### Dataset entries
+++

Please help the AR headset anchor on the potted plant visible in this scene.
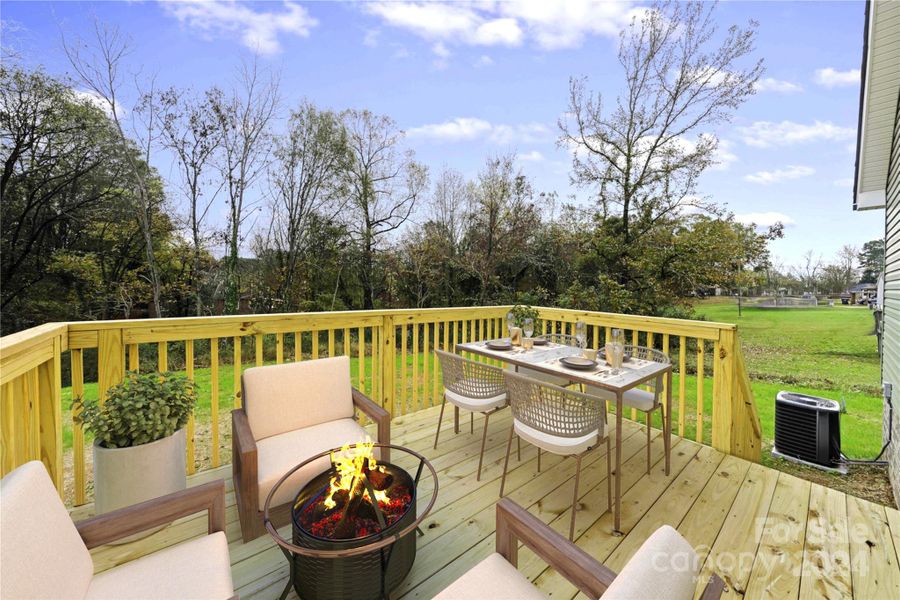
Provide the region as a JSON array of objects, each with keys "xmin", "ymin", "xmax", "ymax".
[
  {"xmin": 509, "ymin": 304, "xmax": 542, "ymax": 334},
  {"xmin": 74, "ymin": 371, "xmax": 195, "ymax": 532}
]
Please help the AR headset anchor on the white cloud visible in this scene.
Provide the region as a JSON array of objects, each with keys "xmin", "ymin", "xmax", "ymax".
[
  {"xmin": 73, "ymin": 89, "xmax": 122, "ymax": 118},
  {"xmin": 833, "ymin": 177, "xmax": 854, "ymax": 188},
  {"xmin": 517, "ymin": 150, "xmax": 545, "ymax": 162},
  {"xmin": 744, "ymin": 165, "xmax": 815, "ymax": 185},
  {"xmin": 432, "ymin": 41, "xmax": 451, "ymax": 58},
  {"xmin": 363, "ymin": 29, "xmax": 380, "ymax": 48},
  {"xmin": 736, "ymin": 120, "xmax": 855, "ymax": 148},
  {"xmin": 475, "ymin": 55, "xmax": 494, "ymax": 67},
  {"xmin": 159, "ymin": 0, "xmax": 317, "ymax": 55},
  {"xmin": 364, "ymin": 1, "xmax": 637, "ymax": 51},
  {"xmin": 711, "ymin": 139, "xmax": 738, "ymax": 171},
  {"xmin": 754, "ymin": 77, "xmax": 803, "ymax": 94},
  {"xmin": 406, "ymin": 117, "xmax": 551, "ymax": 144},
  {"xmin": 813, "ymin": 67, "xmax": 860, "ymax": 88},
  {"xmin": 735, "ymin": 212, "xmax": 795, "ymax": 227}
]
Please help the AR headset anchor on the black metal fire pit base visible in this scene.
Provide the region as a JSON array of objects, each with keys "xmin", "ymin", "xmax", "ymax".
[
  {"xmin": 289, "ymin": 464, "xmax": 416, "ymax": 600},
  {"xmin": 263, "ymin": 444, "xmax": 438, "ymax": 600}
]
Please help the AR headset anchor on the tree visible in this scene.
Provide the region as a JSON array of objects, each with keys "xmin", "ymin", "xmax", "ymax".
[
  {"xmin": 559, "ymin": 0, "xmax": 762, "ymax": 312},
  {"xmin": 62, "ymin": 21, "xmax": 166, "ymax": 316},
  {"xmin": 793, "ymin": 250, "xmax": 823, "ymax": 293},
  {"xmin": 426, "ymin": 167, "xmax": 474, "ymax": 305},
  {"xmin": 462, "ymin": 154, "xmax": 541, "ymax": 303},
  {"xmin": 262, "ymin": 101, "xmax": 348, "ymax": 310},
  {"xmin": 342, "ymin": 109, "xmax": 427, "ymax": 309},
  {"xmin": 209, "ymin": 59, "xmax": 280, "ymax": 314},
  {"xmin": 151, "ymin": 86, "xmax": 222, "ymax": 315},
  {"xmin": 858, "ymin": 239, "xmax": 885, "ymax": 283}
]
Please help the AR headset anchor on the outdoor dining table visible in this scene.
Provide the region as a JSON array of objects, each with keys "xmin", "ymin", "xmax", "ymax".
[{"xmin": 456, "ymin": 338, "xmax": 673, "ymax": 535}]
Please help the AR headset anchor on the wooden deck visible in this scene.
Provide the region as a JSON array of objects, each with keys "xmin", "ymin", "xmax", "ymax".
[{"xmin": 71, "ymin": 405, "xmax": 900, "ymax": 599}]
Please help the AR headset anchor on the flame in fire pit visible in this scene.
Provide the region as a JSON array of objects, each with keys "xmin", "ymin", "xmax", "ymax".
[{"xmin": 323, "ymin": 441, "xmax": 388, "ymax": 509}]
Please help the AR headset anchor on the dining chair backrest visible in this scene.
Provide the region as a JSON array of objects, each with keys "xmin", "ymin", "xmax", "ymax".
[
  {"xmin": 504, "ymin": 371, "xmax": 606, "ymax": 438},
  {"xmin": 616, "ymin": 345, "xmax": 670, "ymax": 392},
  {"xmin": 537, "ymin": 333, "xmax": 580, "ymax": 347},
  {"xmin": 435, "ymin": 350, "xmax": 506, "ymax": 399}
]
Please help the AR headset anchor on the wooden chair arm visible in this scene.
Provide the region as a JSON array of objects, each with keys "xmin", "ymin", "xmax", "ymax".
[
  {"xmin": 495, "ymin": 498, "xmax": 616, "ymax": 600},
  {"xmin": 232, "ymin": 408, "xmax": 257, "ymax": 458},
  {"xmin": 76, "ymin": 480, "xmax": 226, "ymax": 550},
  {"xmin": 699, "ymin": 574, "xmax": 726, "ymax": 600},
  {"xmin": 352, "ymin": 387, "xmax": 391, "ymax": 463}
]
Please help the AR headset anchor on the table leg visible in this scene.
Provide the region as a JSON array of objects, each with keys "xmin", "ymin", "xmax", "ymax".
[
  {"xmin": 665, "ymin": 370, "xmax": 672, "ymax": 475},
  {"xmin": 614, "ymin": 391, "xmax": 623, "ymax": 535}
]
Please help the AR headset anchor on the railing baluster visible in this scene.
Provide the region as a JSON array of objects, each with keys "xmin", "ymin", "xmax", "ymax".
[
  {"xmin": 423, "ymin": 323, "xmax": 430, "ymax": 407},
  {"xmin": 128, "ymin": 343, "xmax": 139, "ymax": 372},
  {"xmin": 233, "ymin": 336, "xmax": 242, "ymax": 409},
  {"xmin": 631, "ymin": 330, "xmax": 638, "ymax": 420},
  {"xmin": 185, "ymin": 339, "xmax": 195, "ymax": 475},
  {"xmin": 328, "ymin": 329, "xmax": 335, "ymax": 358},
  {"xmin": 312, "ymin": 330, "xmax": 319, "ymax": 360},
  {"xmin": 400, "ymin": 323, "xmax": 408, "ymax": 415},
  {"xmin": 158, "ymin": 341, "xmax": 168, "ymax": 372},
  {"xmin": 294, "ymin": 331, "xmax": 302, "ymax": 361},
  {"xmin": 255, "ymin": 334, "xmax": 263, "ymax": 367},
  {"xmin": 71, "ymin": 349, "xmax": 85, "ymax": 505},
  {"xmin": 696, "ymin": 340, "xmax": 705, "ymax": 443},
  {"xmin": 432, "ymin": 322, "xmax": 440, "ymax": 404},
  {"xmin": 210, "ymin": 337, "xmax": 220, "ymax": 468},
  {"xmin": 413, "ymin": 324, "xmax": 420, "ymax": 411},
  {"xmin": 679, "ymin": 336, "xmax": 686, "ymax": 438},
  {"xmin": 358, "ymin": 326, "xmax": 365, "ymax": 394},
  {"xmin": 276, "ymin": 333, "xmax": 284, "ymax": 364}
]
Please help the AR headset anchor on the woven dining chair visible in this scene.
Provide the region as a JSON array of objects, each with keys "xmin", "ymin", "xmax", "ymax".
[
  {"xmin": 434, "ymin": 349, "xmax": 510, "ymax": 481},
  {"xmin": 586, "ymin": 345, "xmax": 671, "ymax": 474},
  {"xmin": 501, "ymin": 370, "xmax": 611, "ymax": 541}
]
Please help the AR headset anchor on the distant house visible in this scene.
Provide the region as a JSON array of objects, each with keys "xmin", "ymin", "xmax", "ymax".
[
  {"xmin": 853, "ymin": 0, "xmax": 899, "ymax": 504},
  {"xmin": 845, "ymin": 282, "xmax": 878, "ymax": 304}
]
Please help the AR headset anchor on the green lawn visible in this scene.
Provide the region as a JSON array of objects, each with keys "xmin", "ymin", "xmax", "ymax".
[{"xmin": 694, "ymin": 300, "xmax": 884, "ymax": 460}]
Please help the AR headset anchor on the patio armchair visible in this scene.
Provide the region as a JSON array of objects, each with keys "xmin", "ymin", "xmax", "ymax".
[
  {"xmin": 232, "ymin": 355, "xmax": 391, "ymax": 542},
  {"xmin": 1, "ymin": 460, "xmax": 234, "ymax": 600},
  {"xmin": 434, "ymin": 498, "xmax": 725, "ymax": 600}
]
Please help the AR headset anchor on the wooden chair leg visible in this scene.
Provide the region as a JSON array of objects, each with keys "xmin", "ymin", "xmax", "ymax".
[
  {"xmin": 477, "ymin": 411, "xmax": 491, "ymax": 481},
  {"xmin": 454, "ymin": 405, "xmax": 459, "ymax": 434},
  {"xmin": 646, "ymin": 410, "xmax": 652, "ymax": 475},
  {"xmin": 570, "ymin": 453, "xmax": 584, "ymax": 541},
  {"xmin": 434, "ymin": 396, "xmax": 447, "ymax": 450},
  {"xmin": 471, "ymin": 412, "xmax": 474, "ymax": 434},
  {"xmin": 517, "ymin": 436, "xmax": 521, "ymax": 461},
  {"xmin": 537, "ymin": 447, "xmax": 542, "ymax": 473},
  {"xmin": 499, "ymin": 424, "xmax": 515, "ymax": 497}
]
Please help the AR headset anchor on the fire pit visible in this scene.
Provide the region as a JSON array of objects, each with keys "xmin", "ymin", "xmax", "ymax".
[{"xmin": 264, "ymin": 443, "xmax": 438, "ymax": 600}]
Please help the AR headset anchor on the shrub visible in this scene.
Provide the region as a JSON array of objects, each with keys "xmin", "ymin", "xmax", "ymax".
[
  {"xmin": 509, "ymin": 304, "xmax": 542, "ymax": 334},
  {"xmin": 73, "ymin": 371, "xmax": 196, "ymax": 449}
]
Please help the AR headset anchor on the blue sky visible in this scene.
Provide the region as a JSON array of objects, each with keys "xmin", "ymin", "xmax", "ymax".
[{"xmin": 2, "ymin": 0, "xmax": 882, "ymax": 267}]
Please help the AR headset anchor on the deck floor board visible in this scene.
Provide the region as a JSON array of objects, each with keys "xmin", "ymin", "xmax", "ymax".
[{"xmin": 72, "ymin": 404, "xmax": 897, "ymax": 599}]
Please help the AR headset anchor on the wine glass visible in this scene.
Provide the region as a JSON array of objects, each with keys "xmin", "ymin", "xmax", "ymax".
[
  {"xmin": 523, "ymin": 318, "xmax": 534, "ymax": 339},
  {"xmin": 575, "ymin": 320, "xmax": 586, "ymax": 349},
  {"xmin": 506, "ymin": 312, "xmax": 516, "ymax": 339}
]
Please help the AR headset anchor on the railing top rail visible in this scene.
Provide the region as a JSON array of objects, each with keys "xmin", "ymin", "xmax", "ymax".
[
  {"xmin": 532, "ymin": 306, "xmax": 736, "ymax": 338},
  {"xmin": 0, "ymin": 322, "xmax": 68, "ymax": 356},
  {"xmin": 62, "ymin": 305, "xmax": 515, "ymax": 333}
]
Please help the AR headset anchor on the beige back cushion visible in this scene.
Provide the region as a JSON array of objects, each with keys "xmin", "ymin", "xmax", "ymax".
[
  {"xmin": 1, "ymin": 461, "xmax": 94, "ymax": 600},
  {"xmin": 243, "ymin": 356, "xmax": 355, "ymax": 440},
  {"xmin": 603, "ymin": 525, "xmax": 699, "ymax": 600}
]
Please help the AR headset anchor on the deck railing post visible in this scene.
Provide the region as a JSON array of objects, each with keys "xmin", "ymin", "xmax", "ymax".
[
  {"xmin": 36, "ymin": 334, "xmax": 63, "ymax": 495},
  {"xmin": 97, "ymin": 328, "xmax": 125, "ymax": 403},
  {"xmin": 711, "ymin": 328, "xmax": 736, "ymax": 455},
  {"xmin": 381, "ymin": 315, "xmax": 396, "ymax": 416}
]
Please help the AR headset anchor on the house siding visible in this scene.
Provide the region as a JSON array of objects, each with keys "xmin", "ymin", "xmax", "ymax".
[{"xmin": 883, "ymin": 88, "xmax": 900, "ymax": 505}]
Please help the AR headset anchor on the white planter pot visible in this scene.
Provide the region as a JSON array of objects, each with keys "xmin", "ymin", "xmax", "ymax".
[{"xmin": 93, "ymin": 428, "xmax": 187, "ymax": 543}]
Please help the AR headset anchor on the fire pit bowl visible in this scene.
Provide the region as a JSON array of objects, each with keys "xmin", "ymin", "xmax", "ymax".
[{"xmin": 264, "ymin": 443, "xmax": 438, "ymax": 600}]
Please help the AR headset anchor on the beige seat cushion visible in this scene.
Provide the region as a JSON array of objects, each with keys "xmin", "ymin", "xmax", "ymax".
[
  {"xmin": 514, "ymin": 419, "xmax": 604, "ymax": 456},
  {"xmin": 257, "ymin": 418, "xmax": 374, "ymax": 507},
  {"xmin": 1, "ymin": 461, "xmax": 94, "ymax": 600},
  {"xmin": 445, "ymin": 388, "xmax": 508, "ymax": 412},
  {"xmin": 243, "ymin": 356, "xmax": 355, "ymax": 441},
  {"xmin": 603, "ymin": 525, "xmax": 699, "ymax": 600},
  {"xmin": 505, "ymin": 364, "xmax": 571, "ymax": 388},
  {"xmin": 86, "ymin": 531, "xmax": 233, "ymax": 600},
  {"xmin": 586, "ymin": 385, "xmax": 657, "ymax": 412},
  {"xmin": 433, "ymin": 552, "xmax": 548, "ymax": 600}
]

+++

For every line above that includes the word "dining", return the line.

Please help the AR headset anchor on the outdoor dining table visible in this scene.
Please help the AR headset anchor on the dining chair backrest visible in this scene.
Please help the AR headset anchor on the woven dining chair visible in this scene.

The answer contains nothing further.